Monday, June 7

My Ethnic Heritage (approximately).


Note: 'Other' almost certainly contains Polish, Irish, and possibly some French. I'm doing research to try to create a more accurate chart than this, but it's a first shot at it anyway.

8 comments:

An Gabhar Ban said...

Look ma! An American!! ;)

billybytedoc said...

More English, no Spanish.

No American Indians snuck in there as far as I know.

Don't really know much.

Sara said...

Blimey Justin, it's all different around here. I thought I'd just walked into a hospital! :)

Metamatician said...

Hehe. That clinical looking eh?

An Gabhar Ban said...

Only without a nifty logo at the top. I like the stark purity myself.

Unknown said...

I think mine would be all the one colour, unless you went back further and discovered Celtic/Anglo/Norse heritage. My paternal grandparents were from Yorkshire, my maternal grandfather from the NW of England and my maternal grandmother from SE England, so there may be a mixture there.

Anyway, now we can clearly see what you're made up of, a post on how each of these have influenced you would be interesting.

Metamatician said...

Hmm, I'm not sure it really works that way, but it's an interesting idea. And since we all come from Africa, Raelha, at some point your ancestors must have come from somewhere besides Britain. Normans came from France, Anglo-Saxons before them came from around Denmark mostly via central Europe, and the Vikings came from Norway mostly. The Romans came from Rome or its provinces and then left, but probably sired lots of children illegitimately.

The only people around before all of them were Celts, Bretons, and Picts, maybe some other small tribes. But go back far enough and they'd have migrated there from the mainland as well - if for no other reason than Britain was covered in ice 12,000 year ago and further back.

It just gets so far back beyond the record-keeping that you wouldn't know. Yorkshire used to be Jorvik, the Viking center of the Danelaw, of course, so you may be part Norse. Probably the usual blend of Anglo-Saxon, Norse, Norman, Celt...who knows what else. Even Britain's church and tax records, though extensive, only go back so far (I think the Domesday book is about the oldest), so you'd have to get your DNA tested to really know. And I'll bet you (or anyone) a hundred dollars that they would find at least ONE surprise in what their DNA tells them, if not more!

I saw a show where a white Briton whose ancestors as far back as he knew had been born within the same few counties got his DNA tested in a mass survey, only to find out he had a y-chromosome which could only have come from West Africa! Therefore a manservant or guest or someone from Africa in the past had gotten a bit friendly with the ladies, or else someone in his family had gone to NW Africa for some nookie in the Dark Ages, which is about when the mutation worked out to have originated (the science is more complex, so I'm simplifying). Turns out that's when the Crusades were... and though most went down Italy to Messina then by boat to Acre, or else took the eastern route through Turkey, some dallied in Morocco or the Berber country to trade before heading east to fight.

● ● ●

▸ Activity list
• 1. In the ethnic heritage post, reproduce the text between "Only without a" and "a mixture there.", inclusive.
• 2. Translate this sentence from the ethnic heritage post into French: "Yorkshire used to be Jorvik, the Viking center of the Danelaw, of course, so you may be part Norse."
• 3. Pick up the ethnic heritage post after its final sentence and keep it going.

● ● ●

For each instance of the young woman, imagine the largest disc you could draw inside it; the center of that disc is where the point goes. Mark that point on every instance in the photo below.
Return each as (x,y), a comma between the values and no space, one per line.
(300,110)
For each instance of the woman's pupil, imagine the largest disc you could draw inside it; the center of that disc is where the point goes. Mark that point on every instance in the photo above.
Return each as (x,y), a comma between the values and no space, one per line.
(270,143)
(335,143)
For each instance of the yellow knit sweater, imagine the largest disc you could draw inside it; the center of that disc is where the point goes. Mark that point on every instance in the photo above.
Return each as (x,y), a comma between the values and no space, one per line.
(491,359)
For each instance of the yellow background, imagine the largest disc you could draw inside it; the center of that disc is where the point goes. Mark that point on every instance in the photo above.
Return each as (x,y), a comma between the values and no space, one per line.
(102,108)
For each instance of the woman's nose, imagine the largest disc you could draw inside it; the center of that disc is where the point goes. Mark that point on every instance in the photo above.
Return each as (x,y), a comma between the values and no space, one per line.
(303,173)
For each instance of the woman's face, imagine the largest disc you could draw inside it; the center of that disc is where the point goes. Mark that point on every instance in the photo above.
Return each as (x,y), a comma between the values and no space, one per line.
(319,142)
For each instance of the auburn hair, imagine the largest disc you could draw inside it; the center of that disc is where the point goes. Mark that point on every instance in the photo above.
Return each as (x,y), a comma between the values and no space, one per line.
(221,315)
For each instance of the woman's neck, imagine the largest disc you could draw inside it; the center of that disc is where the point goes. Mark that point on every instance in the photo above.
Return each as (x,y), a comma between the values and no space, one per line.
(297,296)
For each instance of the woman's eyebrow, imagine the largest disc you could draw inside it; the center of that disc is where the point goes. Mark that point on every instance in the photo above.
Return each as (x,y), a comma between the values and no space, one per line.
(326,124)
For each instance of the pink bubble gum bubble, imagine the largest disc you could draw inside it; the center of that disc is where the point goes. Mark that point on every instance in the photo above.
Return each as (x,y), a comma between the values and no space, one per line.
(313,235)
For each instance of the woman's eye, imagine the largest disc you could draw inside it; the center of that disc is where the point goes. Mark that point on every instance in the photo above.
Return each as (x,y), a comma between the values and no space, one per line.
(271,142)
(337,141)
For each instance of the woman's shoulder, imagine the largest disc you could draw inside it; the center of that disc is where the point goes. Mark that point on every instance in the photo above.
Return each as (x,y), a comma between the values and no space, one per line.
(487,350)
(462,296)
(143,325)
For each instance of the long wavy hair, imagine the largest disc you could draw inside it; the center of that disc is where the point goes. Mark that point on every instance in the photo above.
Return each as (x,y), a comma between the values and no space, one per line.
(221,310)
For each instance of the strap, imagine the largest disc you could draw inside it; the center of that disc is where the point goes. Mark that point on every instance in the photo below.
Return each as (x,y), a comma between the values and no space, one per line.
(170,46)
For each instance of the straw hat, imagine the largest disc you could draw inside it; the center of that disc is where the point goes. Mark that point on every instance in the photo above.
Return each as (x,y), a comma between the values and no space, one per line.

● ● ●

▸ Answers by task
• 1.
Only without a nifty logo at the top. I like the stark purity myself.

Unknown said...

I think mine would be all the one colour, unless you went back further and discovered Celtic/Anglo/Norse heritage. My paternal grandparents were from Yorkshire, my maternal grandfather from the NW of England and my maternal grandmother from SE England, so there may be a mixture there.

• 2. Le Yorkshire s'appelait autrefois Jorvik, le centre viking du Danelaw, bien sûr, donc tu es peut-être en partie d'origine nordique.

• 3.
Likewise is the same show a Black man who had come to the UK from the West Indies during the days of slavery discovered much to his surprised than about 3/4 of his DNA was northern European, which generally means white! He was a middle-dark shade of black, and suspected that he'd had some white people in the woodpile since most people descended from slaves do, but never suspected that, genetically speaking, he's only 1/4 African and actually more European, despite outward appearances.

Seems you never know what's hiding in your DNA!

Hans said...

One pen pal I talked to said English people are a combination of Irish, French, Spanish, Nordic, etc...there are no pure nationalities unless like Meta said you go back far enough and we all come from the same place...But as far as I know in my recent ancestry info: I'm 50% German, and guessing a little but probably 40% English, 10 % Polish/Bohemian gypsy! My maternal Grandma, Allie Probasco (Probaski) said one of her parents was a gypsy. I now have a tin penny whistle (toy type), a nice German harmonica, and a handmade ukelele from Hawaii (just because I love Hawaii). I still need a floor drum to make a nice bass sound , and now a tambourine. When I have more room I'd love to have a nice collection of percussion instruments since I'm not about to re-learn reading music except maybe for the ukelele. Sorry different subject...but it would make a good topic "musical instruments" - find out which ones people play or would like to play or just like hearing. Even ancient musical instruments like the one Bardou uses - the nyckelharpa and an 11 string arch guitar -http://www.elevenstrings.com/bardou.htm

Check these guys out - I saw them play in Arles, France and they're amazing.